St. Thomas Aquinas’ five proofs of the existence of God

  • Thread starter Thread starter RochesterMN
  • Start date Start date
Status
Not open for further replies.
Explain? If we are simply establishing the existence of a being that is not caused and is the cause of beings that contingently real, then what has freewill got to do with establishing that fact?
  1. Free decision is an uncaused act
  2. A contingent agent cannot perform uncaused act
  3. Therefore any free agent is uncasued cause
First premise without any doubt is true. Second premise needs some elaboration: One cannot cause something and set it free at the same time since the caused entity’s existence depend on something else.
 
  • Free decision is an uncaused act
  • A contingent agent cannot perform uncaused act
  • Therefore any free agent is uncasued cause
Number 2 does not follow. You haven’t explained why causing the act of some things existence is the same thing as causing what it does once it exists. Why cannot a thing act according to it’s nature while at the same time be sustained in existence by God. I think you are conflating the possibility of a free act with the possibility of a things existence.
 
40.png
IWantGod:
I think it’s clear that one is only calling something a cause because it has an effect . If a being is not causing something, then it is just a being.and there is no reason to think that it can’t just exist on it’s own.unless it too requires a cause.
Ah, but that begs the question, what is the nature of the first cause? And if it’s possible for it to exist without giving rise to an effect. Then what causes it to do so? And if something causes it to do so, then can the “first cause” really be defined as the first cause?

So the question remains, does the first cause, whatever it may be, require the existence of the first effect? And every subsequent effect.

▶ DATASET CONTENT:

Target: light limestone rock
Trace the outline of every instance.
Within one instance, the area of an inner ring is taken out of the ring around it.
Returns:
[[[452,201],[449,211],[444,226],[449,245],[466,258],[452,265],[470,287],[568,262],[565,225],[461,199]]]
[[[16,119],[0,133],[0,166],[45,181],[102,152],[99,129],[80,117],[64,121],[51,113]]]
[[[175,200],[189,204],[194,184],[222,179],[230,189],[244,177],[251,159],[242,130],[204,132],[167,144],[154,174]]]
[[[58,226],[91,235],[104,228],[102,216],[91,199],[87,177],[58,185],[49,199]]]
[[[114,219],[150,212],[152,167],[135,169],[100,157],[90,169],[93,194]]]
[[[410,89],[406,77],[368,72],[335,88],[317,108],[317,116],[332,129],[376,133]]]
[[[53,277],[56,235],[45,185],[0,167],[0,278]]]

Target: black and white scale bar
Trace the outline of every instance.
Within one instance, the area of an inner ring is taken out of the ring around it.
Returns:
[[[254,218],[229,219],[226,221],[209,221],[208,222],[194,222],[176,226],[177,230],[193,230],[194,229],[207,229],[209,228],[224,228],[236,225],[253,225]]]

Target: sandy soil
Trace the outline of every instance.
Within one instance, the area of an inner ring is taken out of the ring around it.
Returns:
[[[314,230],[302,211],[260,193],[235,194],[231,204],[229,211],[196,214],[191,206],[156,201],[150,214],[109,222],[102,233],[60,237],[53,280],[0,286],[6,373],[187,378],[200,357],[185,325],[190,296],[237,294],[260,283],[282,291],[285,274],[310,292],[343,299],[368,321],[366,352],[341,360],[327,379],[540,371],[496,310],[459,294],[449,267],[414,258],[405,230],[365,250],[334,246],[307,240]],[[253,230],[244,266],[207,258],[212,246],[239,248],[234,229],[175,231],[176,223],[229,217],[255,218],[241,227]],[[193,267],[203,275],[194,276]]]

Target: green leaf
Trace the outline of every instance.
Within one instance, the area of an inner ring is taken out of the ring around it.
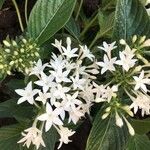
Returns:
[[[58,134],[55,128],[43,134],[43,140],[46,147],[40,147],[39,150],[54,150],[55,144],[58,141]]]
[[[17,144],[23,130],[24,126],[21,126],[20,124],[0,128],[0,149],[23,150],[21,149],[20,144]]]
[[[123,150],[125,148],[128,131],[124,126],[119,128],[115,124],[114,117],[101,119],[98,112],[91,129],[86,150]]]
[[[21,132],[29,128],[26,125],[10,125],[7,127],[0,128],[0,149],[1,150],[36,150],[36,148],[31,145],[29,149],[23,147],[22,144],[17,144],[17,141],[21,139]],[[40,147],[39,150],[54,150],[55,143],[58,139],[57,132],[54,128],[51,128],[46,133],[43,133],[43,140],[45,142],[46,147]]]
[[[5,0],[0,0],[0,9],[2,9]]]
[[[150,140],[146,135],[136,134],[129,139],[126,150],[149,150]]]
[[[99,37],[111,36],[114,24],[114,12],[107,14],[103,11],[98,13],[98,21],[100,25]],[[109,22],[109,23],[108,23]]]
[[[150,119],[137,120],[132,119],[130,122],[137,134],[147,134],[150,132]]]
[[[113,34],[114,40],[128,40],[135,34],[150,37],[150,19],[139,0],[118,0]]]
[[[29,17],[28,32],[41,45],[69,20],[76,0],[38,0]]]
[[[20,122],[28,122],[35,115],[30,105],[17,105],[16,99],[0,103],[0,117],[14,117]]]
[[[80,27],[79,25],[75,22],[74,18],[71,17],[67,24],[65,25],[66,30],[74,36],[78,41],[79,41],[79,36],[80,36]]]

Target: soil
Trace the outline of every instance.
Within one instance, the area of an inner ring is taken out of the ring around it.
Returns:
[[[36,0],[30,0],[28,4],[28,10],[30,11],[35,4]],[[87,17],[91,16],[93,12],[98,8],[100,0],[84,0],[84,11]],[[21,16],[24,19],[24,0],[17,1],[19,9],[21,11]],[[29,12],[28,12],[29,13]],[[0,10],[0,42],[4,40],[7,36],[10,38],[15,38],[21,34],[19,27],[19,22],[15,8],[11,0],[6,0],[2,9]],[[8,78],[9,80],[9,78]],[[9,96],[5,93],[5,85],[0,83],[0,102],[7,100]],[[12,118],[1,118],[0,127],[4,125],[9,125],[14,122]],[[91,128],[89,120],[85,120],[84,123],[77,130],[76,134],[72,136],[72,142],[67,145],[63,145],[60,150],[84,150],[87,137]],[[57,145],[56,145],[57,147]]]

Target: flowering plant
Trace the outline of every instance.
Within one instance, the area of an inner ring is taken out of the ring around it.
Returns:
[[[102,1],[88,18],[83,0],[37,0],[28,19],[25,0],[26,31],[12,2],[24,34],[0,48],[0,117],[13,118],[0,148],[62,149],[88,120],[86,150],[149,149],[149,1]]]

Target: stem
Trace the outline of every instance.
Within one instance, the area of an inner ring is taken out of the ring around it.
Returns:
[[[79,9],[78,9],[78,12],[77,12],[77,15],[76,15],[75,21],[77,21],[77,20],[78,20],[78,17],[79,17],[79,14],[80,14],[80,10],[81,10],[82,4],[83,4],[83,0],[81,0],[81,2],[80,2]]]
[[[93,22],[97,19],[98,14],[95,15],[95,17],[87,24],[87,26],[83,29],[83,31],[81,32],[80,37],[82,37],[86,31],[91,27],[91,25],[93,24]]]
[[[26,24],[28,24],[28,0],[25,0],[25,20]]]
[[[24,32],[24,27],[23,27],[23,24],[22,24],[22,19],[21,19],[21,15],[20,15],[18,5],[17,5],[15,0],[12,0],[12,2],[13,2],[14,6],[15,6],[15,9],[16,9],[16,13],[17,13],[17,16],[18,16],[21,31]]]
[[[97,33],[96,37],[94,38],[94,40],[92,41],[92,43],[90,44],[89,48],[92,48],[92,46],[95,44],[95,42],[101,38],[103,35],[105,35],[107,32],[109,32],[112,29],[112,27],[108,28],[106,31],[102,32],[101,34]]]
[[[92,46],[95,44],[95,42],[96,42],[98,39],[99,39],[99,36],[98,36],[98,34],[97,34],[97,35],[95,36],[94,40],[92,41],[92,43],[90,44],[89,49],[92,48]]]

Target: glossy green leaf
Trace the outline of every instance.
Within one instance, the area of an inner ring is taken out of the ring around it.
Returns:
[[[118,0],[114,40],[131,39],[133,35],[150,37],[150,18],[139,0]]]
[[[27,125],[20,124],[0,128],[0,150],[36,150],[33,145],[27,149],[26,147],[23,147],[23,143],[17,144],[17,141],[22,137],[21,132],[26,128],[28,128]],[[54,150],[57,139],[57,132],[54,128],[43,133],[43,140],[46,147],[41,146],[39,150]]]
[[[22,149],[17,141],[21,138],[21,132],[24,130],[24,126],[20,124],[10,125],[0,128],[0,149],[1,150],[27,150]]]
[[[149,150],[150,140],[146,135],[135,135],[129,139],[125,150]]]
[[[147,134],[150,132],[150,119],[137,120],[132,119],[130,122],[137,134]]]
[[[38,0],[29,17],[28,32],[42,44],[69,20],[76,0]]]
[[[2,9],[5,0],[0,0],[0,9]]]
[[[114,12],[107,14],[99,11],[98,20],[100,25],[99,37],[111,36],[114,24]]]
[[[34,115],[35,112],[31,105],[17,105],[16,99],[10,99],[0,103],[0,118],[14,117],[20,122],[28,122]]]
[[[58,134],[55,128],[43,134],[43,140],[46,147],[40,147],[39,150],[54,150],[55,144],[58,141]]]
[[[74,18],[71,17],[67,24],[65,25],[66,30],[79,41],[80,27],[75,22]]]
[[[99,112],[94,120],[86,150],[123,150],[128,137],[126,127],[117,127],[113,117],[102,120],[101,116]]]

* * *

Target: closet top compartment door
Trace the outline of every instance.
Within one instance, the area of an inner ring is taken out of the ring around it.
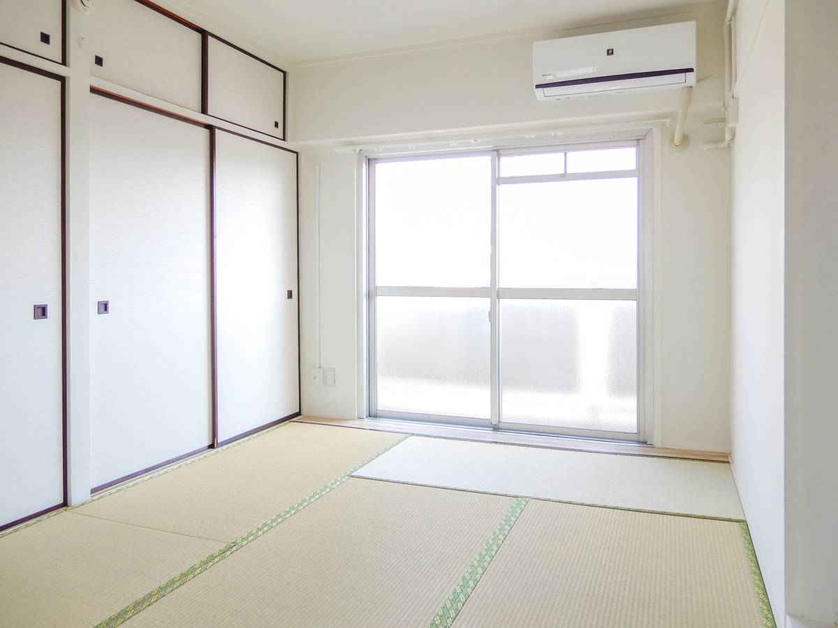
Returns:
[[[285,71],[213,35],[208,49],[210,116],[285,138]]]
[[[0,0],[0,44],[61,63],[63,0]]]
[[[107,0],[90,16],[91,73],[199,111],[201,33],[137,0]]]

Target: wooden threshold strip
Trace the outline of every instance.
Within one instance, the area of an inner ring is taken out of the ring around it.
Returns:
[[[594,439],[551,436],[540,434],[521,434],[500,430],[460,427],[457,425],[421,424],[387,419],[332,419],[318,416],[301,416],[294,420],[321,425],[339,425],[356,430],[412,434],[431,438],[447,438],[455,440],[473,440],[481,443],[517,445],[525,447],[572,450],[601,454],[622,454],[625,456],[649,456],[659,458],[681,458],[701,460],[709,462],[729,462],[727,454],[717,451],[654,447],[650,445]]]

▶ JOBS:
**A.** In the thread, shorten the paragraph that begins "Number 2 does not follow" while keeping its main points.
**B.** Reproduce the part of the thread that opens with the words containing "Explain? If we" and closes with "establishing that fact?".
These records have nothing to do with the thread.

▶ RESPONSES PER TASK:
**A.** Premise 2 does not follow. It has not been explained why causing a thing to exist is the same as causing what it does once it exists. A thing could act according to its nature while God keeps it in existence. The writer believes the argument conflates the possibility of a free act with the possibility of a thing's existence.

**B.**
Explain? If we are simply establishing the existence of a being that is not caused and is the cause of beings that contingently real, then what has freewill got to do with establishing that fact?